=== Begin Enclosure ===

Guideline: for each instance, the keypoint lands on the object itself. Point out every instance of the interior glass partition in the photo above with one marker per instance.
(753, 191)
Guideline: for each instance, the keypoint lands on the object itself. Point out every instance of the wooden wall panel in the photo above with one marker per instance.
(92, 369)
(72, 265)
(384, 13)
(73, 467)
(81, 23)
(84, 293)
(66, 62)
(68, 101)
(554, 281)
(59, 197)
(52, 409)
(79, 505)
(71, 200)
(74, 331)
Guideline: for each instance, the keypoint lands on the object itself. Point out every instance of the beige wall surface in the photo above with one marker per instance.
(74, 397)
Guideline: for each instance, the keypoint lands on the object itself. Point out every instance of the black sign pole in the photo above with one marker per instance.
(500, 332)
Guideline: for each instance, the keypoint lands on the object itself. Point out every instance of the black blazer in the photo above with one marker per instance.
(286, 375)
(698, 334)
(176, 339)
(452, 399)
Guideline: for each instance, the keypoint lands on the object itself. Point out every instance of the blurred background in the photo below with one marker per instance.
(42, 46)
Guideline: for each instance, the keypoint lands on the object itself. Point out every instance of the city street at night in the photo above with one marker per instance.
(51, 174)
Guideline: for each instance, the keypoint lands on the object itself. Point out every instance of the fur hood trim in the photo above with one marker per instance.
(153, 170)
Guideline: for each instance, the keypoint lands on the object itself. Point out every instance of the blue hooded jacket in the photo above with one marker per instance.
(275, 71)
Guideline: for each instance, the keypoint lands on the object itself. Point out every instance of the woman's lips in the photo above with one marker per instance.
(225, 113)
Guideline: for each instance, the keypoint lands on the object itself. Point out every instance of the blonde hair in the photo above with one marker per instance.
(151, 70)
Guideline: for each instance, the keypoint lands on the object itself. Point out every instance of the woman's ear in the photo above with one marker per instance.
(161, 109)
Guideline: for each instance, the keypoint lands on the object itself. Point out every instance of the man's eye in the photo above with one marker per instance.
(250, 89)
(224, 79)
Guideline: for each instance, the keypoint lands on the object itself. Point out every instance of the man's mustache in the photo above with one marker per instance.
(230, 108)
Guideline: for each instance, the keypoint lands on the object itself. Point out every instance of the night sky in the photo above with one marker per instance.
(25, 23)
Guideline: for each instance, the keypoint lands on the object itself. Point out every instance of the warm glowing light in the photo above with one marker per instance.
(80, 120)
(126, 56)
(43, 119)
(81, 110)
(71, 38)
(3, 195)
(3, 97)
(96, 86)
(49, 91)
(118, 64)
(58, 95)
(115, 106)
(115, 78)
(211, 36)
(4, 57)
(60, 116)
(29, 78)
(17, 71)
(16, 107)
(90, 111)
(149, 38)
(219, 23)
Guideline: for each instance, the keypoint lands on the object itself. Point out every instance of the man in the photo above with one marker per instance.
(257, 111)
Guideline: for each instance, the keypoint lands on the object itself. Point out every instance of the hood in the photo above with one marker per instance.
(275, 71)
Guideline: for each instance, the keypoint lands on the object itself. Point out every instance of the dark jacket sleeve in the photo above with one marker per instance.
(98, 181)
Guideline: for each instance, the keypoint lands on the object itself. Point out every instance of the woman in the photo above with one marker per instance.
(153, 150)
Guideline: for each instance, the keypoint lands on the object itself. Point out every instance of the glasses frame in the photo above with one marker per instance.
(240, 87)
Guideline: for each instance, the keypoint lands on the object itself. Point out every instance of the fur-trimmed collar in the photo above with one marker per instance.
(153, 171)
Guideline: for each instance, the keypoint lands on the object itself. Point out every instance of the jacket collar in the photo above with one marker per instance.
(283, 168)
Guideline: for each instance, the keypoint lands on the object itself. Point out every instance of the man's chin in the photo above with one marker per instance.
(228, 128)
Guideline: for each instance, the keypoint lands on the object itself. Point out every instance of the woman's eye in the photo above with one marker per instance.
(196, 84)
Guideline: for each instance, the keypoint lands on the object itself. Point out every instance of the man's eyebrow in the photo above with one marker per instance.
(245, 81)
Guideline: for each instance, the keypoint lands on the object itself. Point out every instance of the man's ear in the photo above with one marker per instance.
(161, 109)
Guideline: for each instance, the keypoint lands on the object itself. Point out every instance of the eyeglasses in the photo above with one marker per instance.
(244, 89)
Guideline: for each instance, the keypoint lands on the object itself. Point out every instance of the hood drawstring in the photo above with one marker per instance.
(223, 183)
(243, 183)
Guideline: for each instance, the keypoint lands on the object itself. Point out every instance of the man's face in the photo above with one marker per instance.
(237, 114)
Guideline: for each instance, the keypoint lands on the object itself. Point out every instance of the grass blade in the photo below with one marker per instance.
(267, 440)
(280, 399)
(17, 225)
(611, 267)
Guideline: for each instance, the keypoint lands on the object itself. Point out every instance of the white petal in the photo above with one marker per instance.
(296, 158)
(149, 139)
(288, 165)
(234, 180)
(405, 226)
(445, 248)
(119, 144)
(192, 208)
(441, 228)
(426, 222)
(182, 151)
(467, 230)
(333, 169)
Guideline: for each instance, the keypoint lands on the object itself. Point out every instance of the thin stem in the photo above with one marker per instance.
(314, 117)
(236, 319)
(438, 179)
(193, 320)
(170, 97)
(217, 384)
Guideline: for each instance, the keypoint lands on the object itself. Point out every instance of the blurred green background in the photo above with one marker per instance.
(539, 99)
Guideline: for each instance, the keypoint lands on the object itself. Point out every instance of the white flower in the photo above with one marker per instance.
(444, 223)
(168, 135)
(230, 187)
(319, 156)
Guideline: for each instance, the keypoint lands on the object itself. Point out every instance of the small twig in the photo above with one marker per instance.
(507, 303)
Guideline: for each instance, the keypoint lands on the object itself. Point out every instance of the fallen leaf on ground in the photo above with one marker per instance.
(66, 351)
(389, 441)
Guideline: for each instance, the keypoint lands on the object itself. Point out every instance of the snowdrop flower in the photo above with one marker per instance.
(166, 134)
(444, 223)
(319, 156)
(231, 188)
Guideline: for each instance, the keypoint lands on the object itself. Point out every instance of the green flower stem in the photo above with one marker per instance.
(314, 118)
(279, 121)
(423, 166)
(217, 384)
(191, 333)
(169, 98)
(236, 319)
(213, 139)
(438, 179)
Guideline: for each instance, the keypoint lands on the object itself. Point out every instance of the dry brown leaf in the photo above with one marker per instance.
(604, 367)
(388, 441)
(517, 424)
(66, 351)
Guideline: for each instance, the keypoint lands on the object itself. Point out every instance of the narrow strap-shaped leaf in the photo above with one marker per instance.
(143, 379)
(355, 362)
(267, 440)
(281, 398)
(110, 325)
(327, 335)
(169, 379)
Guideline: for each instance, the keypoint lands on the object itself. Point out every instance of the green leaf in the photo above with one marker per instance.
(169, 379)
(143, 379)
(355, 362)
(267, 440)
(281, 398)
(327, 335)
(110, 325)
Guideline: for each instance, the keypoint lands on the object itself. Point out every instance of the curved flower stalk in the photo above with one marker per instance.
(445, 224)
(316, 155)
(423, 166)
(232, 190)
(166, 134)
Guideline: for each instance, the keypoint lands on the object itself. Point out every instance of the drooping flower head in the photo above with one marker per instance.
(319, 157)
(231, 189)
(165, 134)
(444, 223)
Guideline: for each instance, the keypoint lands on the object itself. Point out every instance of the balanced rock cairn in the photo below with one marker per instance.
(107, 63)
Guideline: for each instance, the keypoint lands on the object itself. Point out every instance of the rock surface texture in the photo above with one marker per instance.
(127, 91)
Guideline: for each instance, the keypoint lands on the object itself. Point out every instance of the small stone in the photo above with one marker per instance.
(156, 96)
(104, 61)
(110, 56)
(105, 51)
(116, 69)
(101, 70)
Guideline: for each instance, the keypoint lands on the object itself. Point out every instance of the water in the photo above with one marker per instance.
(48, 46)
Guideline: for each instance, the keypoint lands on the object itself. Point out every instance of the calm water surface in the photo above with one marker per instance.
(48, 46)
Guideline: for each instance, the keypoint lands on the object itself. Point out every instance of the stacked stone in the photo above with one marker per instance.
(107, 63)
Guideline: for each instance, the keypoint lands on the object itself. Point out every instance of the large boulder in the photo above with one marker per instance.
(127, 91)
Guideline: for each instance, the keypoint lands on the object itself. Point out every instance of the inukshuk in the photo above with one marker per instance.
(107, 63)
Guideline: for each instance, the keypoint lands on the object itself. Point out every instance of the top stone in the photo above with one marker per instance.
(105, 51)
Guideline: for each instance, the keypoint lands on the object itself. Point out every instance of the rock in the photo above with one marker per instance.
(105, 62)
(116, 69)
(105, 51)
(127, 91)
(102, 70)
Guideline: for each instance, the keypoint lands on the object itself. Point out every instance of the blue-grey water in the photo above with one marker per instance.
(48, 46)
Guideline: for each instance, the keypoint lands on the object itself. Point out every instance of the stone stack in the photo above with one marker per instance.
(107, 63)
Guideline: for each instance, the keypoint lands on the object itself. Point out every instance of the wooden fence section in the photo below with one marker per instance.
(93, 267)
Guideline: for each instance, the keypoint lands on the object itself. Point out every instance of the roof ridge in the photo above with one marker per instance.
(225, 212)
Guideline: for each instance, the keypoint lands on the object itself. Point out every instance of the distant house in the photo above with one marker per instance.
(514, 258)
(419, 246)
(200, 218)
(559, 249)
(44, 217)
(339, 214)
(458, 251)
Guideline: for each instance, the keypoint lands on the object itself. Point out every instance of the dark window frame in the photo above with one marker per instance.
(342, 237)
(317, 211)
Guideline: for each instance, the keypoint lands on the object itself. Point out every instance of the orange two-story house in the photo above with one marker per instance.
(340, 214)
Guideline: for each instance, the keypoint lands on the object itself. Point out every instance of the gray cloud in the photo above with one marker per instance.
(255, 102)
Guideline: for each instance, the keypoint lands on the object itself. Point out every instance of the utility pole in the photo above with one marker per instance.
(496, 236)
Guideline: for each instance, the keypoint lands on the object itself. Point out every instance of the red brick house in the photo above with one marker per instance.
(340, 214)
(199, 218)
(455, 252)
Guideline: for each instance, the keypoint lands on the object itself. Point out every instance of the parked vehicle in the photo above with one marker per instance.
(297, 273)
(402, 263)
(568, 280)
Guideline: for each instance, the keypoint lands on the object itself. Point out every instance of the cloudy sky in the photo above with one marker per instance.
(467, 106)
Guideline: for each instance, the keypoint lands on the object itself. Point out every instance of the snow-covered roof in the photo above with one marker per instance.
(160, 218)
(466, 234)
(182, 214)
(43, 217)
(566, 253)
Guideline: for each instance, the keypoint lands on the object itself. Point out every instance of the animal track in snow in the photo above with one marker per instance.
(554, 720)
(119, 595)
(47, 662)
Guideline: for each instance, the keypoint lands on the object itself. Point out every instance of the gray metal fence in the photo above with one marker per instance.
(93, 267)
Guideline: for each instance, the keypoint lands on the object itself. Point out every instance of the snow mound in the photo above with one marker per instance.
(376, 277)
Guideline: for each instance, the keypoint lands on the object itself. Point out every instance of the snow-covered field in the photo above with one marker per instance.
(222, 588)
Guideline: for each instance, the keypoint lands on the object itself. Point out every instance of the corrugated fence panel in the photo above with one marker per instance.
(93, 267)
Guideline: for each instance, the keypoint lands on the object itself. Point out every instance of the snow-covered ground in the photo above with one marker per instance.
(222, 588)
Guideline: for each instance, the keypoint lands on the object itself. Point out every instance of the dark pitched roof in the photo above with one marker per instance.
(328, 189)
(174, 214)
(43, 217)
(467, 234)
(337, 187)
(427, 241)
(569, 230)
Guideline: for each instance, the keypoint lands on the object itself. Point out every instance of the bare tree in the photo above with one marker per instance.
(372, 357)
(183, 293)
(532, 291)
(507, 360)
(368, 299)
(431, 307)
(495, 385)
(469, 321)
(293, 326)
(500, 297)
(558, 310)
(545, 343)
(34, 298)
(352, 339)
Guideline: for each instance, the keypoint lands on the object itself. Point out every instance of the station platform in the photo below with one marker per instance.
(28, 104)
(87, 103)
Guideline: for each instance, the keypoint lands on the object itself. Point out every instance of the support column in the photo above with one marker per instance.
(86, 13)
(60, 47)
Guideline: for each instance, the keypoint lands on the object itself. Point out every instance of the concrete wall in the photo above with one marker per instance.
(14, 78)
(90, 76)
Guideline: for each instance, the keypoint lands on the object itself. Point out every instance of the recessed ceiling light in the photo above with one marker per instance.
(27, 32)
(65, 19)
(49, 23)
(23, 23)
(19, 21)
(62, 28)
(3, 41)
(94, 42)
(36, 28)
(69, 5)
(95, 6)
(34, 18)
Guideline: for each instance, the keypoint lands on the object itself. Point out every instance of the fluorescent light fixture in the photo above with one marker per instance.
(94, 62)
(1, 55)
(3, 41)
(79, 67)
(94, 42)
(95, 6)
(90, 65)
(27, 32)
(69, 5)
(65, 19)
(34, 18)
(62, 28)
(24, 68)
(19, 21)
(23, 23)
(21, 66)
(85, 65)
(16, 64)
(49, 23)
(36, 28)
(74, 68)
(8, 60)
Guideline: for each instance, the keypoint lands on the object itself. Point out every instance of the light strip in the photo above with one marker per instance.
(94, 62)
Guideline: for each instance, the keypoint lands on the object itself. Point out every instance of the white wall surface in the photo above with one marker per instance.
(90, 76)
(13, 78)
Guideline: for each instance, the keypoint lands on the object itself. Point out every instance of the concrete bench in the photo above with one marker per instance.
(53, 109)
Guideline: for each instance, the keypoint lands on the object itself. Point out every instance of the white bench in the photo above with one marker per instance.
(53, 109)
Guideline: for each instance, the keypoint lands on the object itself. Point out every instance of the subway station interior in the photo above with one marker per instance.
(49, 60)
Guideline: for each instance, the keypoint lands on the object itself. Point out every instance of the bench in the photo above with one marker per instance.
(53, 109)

=== End Enclosure ===

EXERCISE PROMPT
Repeat the lines above, from the one containing "the concrete wall" to the final line, word for word and with nothing else.

RESULT BELOW
Guideline: for each instance, the keypoint lands on the object itself. Point out every instance of the concrete wall in the photo above with one marker per instance.
(14, 78)
(90, 76)
Guideline: for each instance, the keypoint lands on the object itself. Point out every instance of the recessed ceiling light in the photo above with one marker per instance.
(27, 32)
(65, 19)
(49, 23)
(23, 23)
(19, 21)
(62, 28)
(3, 41)
(94, 42)
(36, 28)
(69, 5)
(95, 6)
(34, 18)
Guideline: for each instance, the keypoint lands on the object itself. Point out every instance of the fluorescent light fixture in the photo above with one marker per instance.
(94, 62)
(1, 55)
(3, 41)
(79, 67)
(94, 42)
(95, 6)
(90, 65)
(27, 32)
(69, 5)
(65, 19)
(34, 18)
(62, 28)
(24, 68)
(19, 21)
(23, 23)
(21, 66)
(85, 65)
(16, 64)
(49, 23)
(36, 28)
(74, 68)
(8, 60)
Guideline: for each instance, the keypoint lands on the object itself. Point out every instance of the light strip in the photo above with one marker per instance.
(94, 62)
Guideline: for each instance, the keypoint lands on the object itself. Point out every instance of the white wall surface in the photo above with one marker per instance.
(90, 76)
(13, 78)
Guideline: for each instance, the keypoint lands on the object itself. Point out every instance of the concrete bench in the photo above with one marker per instance.
(53, 109)
Guideline: for each instance, the keypoint lands on the object itself. Point out every instance of the white bench in the photo above with one marker per instance.
(53, 109)
Guideline: for each instance, the keypoint lands on the object itself. Point out every instance of the subway station interior in the photo above with one marker per instance.
(49, 60)
Guideline: for each instance, the keypoint lands on the object itself. Point out every instance of the bench in the photo above with one marker per instance.
(53, 109)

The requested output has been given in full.